- 작성된 요청 -
아래 목록 전체를 한 줄당 문자열 하나인 JSON 배열로 정리하고, 빈 줄은 빼세요. 그림은 답에 넣지 마세요.

- 제공된 목록 -
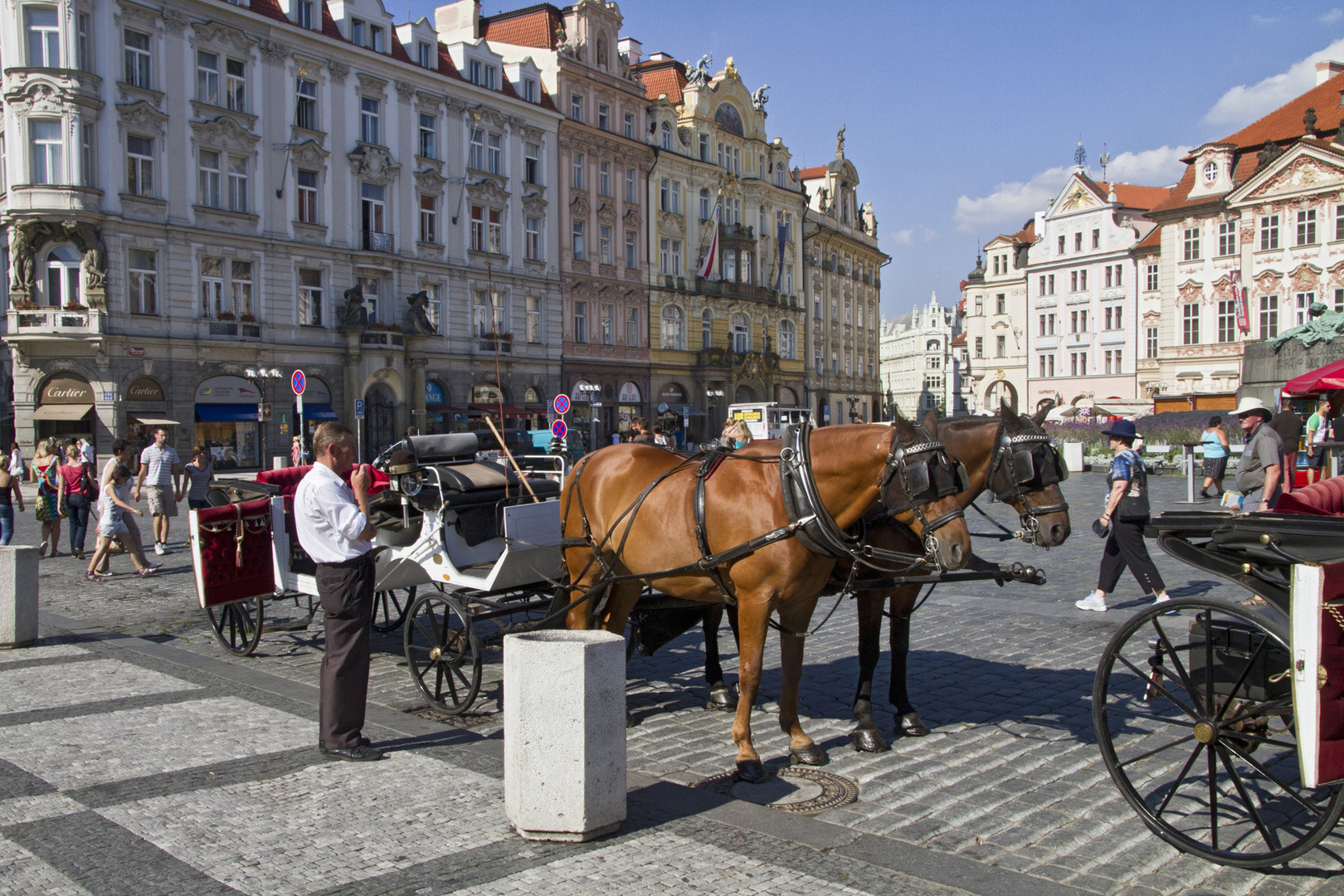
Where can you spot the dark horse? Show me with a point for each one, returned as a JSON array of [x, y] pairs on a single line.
[[628, 518], [993, 450]]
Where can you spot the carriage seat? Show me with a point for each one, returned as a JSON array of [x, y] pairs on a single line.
[[1319, 499]]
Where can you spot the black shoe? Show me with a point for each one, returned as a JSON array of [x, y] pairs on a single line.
[[359, 752]]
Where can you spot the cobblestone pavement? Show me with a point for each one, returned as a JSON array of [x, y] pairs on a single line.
[[219, 787]]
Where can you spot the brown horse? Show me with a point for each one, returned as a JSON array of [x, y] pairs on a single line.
[[995, 451], [628, 518]]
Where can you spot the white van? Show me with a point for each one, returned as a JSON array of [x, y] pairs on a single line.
[[767, 419]]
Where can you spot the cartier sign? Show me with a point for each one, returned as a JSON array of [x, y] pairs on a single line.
[[67, 390]]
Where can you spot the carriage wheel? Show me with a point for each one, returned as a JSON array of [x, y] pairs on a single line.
[[390, 609], [236, 625], [444, 652], [1211, 770]]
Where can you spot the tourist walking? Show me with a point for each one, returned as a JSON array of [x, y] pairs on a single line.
[[332, 523], [1122, 523]]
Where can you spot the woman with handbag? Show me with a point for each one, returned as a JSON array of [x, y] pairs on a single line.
[[46, 473], [77, 496], [1122, 523]]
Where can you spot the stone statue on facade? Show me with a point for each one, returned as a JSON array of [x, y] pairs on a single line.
[[353, 312], [417, 316]]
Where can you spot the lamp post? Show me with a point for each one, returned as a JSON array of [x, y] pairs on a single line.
[[261, 375]]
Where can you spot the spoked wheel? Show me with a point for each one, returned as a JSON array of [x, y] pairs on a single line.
[[444, 652], [390, 609], [236, 625], [1194, 716]]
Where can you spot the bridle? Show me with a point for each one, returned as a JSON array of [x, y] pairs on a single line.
[[1014, 455]]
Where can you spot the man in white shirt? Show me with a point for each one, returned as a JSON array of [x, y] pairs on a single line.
[[332, 524]]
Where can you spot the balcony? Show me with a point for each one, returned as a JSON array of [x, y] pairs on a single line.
[[375, 242], [56, 321]]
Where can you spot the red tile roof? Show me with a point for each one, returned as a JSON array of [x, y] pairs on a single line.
[[530, 27]]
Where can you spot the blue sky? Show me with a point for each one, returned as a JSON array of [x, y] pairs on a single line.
[[964, 117]]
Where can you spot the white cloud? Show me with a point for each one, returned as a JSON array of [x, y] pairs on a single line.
[[1242, 105], [1012, 203]]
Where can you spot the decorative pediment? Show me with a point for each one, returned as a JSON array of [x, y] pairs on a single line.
[[221, 35], [225, 134], [374, 164]]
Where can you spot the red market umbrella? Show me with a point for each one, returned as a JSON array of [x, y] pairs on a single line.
[[1319, 381]]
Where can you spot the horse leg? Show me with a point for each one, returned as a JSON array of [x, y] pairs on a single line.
[[801, 747], [908, 720], [867, 737]]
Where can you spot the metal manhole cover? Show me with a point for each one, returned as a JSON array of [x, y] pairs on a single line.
[[796, 789]]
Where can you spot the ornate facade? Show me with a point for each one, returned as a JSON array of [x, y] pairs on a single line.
[[199, 193]]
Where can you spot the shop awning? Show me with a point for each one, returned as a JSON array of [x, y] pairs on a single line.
[[319, 412], [226, 412], [61, 411]]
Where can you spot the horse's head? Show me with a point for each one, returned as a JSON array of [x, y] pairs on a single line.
[[919, 486], [1025, 472]]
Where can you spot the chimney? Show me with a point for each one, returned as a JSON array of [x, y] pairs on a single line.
[[1327, 69]]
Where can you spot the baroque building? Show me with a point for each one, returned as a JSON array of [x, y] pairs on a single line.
[[724, 249], [602, 164], [843, 275], [197, 197]]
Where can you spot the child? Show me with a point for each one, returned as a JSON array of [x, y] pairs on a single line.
[[110, 504]]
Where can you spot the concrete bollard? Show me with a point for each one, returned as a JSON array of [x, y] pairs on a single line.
[[19, 596], [565, 733]]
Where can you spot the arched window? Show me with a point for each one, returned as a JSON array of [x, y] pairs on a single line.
[[788, 344], [674, 331], [63, 277], [741, 329]]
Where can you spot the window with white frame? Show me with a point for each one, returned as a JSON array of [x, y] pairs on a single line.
[[140, 165], [141, 281], [309, 297]]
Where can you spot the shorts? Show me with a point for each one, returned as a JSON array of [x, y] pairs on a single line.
[[160, 500]]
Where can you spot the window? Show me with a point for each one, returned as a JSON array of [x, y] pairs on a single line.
[[1190, 324], [305, 104], [1269, 316], [533, 238], [141, 282], [533, 164], [427, 136], [672, 329], [307, 197], [1190, 245], [43, 28], [309, 297], [1226, 321], [138, 71], [580, 321], [1307, 227], [1269, 231], [429, 219], [533, 320]]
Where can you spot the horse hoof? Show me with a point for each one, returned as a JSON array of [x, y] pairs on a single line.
[[912, 726], [810, 755], [722, 698], [869, 740]]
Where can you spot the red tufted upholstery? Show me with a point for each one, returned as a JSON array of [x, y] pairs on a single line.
[[1322, 499]]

- 전체 답변 -
[
  "Where can you spot the dark horse? Show me with a point for each one, returned as a JSON array of [x, y] pairs on a single line.",
  "[[628, 518], [993, 450]]",
  "Where can you spot the carriage seat? Show me with a point for each one, returned as a JSON array of [x, y] pairs on a single line.",
  "[[1319, 499]]",
  "Where can you spot the black shoe? Show me with a point for each one, returned as a JSON array of [x, y] pairs on a single line.",
  "[[359, 752]]",
  "Where can you spot the cobblestone pavement? Show me with a point for each one, returned as a JSON array of [x, y] pairs on a single line.",
  "[[219, 787]]",
  "Where can you spot the brown horse? Show me with a point for each one, returned as a JSON array of [x, y] pairs on a single line.",
  "[[995, 451], [628, 518]]",
  "Where can you spot the white van? Show me with a point for each one, returned as a JSON array of [x, y] pairs on a single line.",
  "[[767, 419]]",
  "Where can you spot the cartier sign? Show me with a point for each one, returned as a JSON array of [x, y] pairs on a single line.",
  "[[67, 390]]",
  "Where can you spot the carriage wheel? Show me with a point for each one, returned as a JSON array of [x, y] pairs on a single line.",
  "[[390, 609], [236, 625], [444, 652], [1211, 770]]",
  "Where can you spot the tourist walking? Show me with a point for each one, returned as a JSON array of [x, y] pairs on a single line.",
  "[[332, 523], [1122, 523]]",
  "Where can you spot the woman with handbag? Show me with a point for each one, returned as a JSON array of [x, y] pairs on a single line.",
  "[[46, 473], [77, 496], [1122, 523]]",
  "Where can you spot the stone statue on facade? Show me with a point for each one, returned as a JSON array of [x, y] pairs on a single line.",
  "[[353, 312], [417, 316]]",
  "Where can you spot the lamp post? Show me with a point for each one, returned as a JSON array of [x, y] pairs on a single line.",
  "[[261, 375]]",
  "Where can you spot the spoked wheel? Show me with a point for each one, returned as a JSON array of [x, y] pairs on a single line.",
  "[[444, 652], [390, 609], [236, 625], [1194, 716]]",
  "Where can you spot the bridle? Show me with a point for each one, returned as a JSON array of [x, y] pairs on a single line.",
  "[[1014, 455]]",
  "Where can you spot the man in white shirt? Show me with a point for each one, returned as a JSON array of [x, y] pairs on a single line.",
  "[[332, 524]]",
  "Where can you spot the balcony? Show me with a point for each one, returned as a JSON array of [x, y] pairs on a single line.",
  "[[375, 242], [56, 321]]",
  "Where can you spot the red tile roof? Show me with a point for each one, returned as a JSON array of [x, y] pairs on a single line.",
  "[[530, 27]]",
  "Where can you spot the blue sky? Show me with a point for each one, returned as a JSON array of [x, y] pairs on a single line.",
  "[[964, 117]]",
  "Where can you spot the white cloud? Show me with a point for each one, returned as a JSON array of [x, y] pairs on a single line.",
  "[[1242, 105], [1012, 203]]",
  "Where can you spot the decorative pediment? Show me with a point for each one, returned as a JSON array of [x, y] pairs on a single line.",
  "[[221, 35], [225, 134], [374, 164]]",
  "Where can you spot the red market umbrella? Show me with a point for each one, returned as a JSON array of [x, y] pairs on a single line.",
  "[[1319, 381]]",
  "Where can you spot the horse leg? Show me with a point for each one, returned as a JSON array of [x, y] pairs on a single line.",
  "[[801, 747], [908, 720], [867, 737]]",
  "Where can you spot the metal manhole cover? Show me with a point for each one, returned as a JSON array of [x, y] pairs on a single line.",
  "[[796, 789]]",
  "Where can you spot the ornate facade? Show me with a point for each one, returned as a JSON array of [x, y] pairs on a single line.",
  "[[199, 193]]",
  "Where can you spot the shop awning? Show me with a point for each one, returned as a JSON array of [x, y] pairs on a single line.",
  "[[319, 412], [226, 412], [61, 411]]",
  "Where can you spot the horse's head? Show me with a point for each one, returned as a JSON array of [x, y] pairs on a single line.",
  "[[919, 486], [1025, 472]]",
  "Where can you spot the chimney? Show me with a point for each one, returned as a JSON array of [x, y] pairs on a single line.",
  "[[1327, 69]]",
  "Where can you spot the baroque building? Show me with a point for each one, returned as a JSON array of [x, y] pairs on a single line.",
  "[[724, 249], [602, 164], [843, 275], [197, 197]]",
  "Where can you spot the child? Show me with a point for each one, returned as a JSON array of [x, y] pairs on a single line.",
  "[[110, 504]]",
  "Where can you spot the concrete bollard? Show me with a point for each one, returned as a JSON array of [x, y] pairs on a single line.",
  "[[19, 596], [565, 733]]",
  "Where can you spot the arched window? Show me with a point for each one, returned as a JSON array of [x, y] pairs on a single line.",
  "[[788, 344], [674, 331], [63, 277], [741, 329]]",
  "Where can you spot the window with white frame? Show me with a point for each one, returned as a JSON array of [x, y] pairs on a single line.",
  "[[140, 165], [141, 281], [309, 297]]",
  "Where can you spot the shorts? Show me with a point for each one, returned as a JSON array of [x, y] pairs on a single line.",
  "[[160, 500]]",
  "Where can you spot the window? Show me with a point for each one, returned as a JSON array of [x, y] pairs on a single line.",
  "[[1190, 324], [305, 104], [1269, 316], [533, 238], [141, 282], [533, 164], [427, 136], [672, 329], [307, 197], [1190, 245], [43, 28], [309, 297], [1226, 321], [138, 71], [580, 321], [1307, 227], [1269, 231], [429, 219], [533, 320]]",
  "Where can you spot the horse hoof? Show me with a point for each one, returned as a JSON array of [x, y] pairs on a single line.",
  "[[912, 726], [810, 755], [722, 698], [869, 740]]",
  "Where can you spot the red tufted upholstery? Show me with a point for each one, returned as a JSON array of [x, y] pairs on a single line.",
  "[[1322, 499]]"
]